** TWOJE ZADANIE **
Wypisz z poniższych danych każdy wiersz, w którym występuje słowo „storm”. Wielkość liter ma znaczenie.

━━ MATERIAŁ

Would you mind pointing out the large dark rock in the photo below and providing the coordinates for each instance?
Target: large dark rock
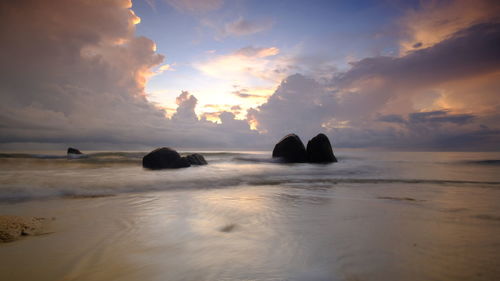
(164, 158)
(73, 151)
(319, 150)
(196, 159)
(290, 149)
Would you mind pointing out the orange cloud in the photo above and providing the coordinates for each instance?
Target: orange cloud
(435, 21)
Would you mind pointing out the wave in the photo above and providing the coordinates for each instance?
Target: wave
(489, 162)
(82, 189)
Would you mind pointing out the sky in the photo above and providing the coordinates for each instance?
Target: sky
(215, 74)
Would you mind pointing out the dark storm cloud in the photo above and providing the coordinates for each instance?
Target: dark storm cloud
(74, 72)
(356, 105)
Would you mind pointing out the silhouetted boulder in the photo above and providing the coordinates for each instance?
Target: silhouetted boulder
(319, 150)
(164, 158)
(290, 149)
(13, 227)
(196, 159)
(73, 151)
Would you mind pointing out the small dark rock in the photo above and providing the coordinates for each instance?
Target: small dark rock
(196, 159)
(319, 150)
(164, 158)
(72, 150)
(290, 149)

━━━━
━━ MATERIAŁ

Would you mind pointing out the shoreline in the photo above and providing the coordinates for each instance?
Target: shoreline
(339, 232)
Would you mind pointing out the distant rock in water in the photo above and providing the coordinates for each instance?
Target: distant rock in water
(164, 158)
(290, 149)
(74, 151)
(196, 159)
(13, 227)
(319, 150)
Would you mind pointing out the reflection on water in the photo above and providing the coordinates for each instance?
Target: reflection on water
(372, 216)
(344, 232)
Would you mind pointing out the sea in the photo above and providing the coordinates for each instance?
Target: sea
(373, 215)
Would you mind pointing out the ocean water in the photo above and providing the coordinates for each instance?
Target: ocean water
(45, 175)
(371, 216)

━━━━

** WYNIK ĆWICZENIA **
Would you mind pointing out the dark storm cloud in the photo above and providing the coordinates for each instance?
Target: dark storm cloud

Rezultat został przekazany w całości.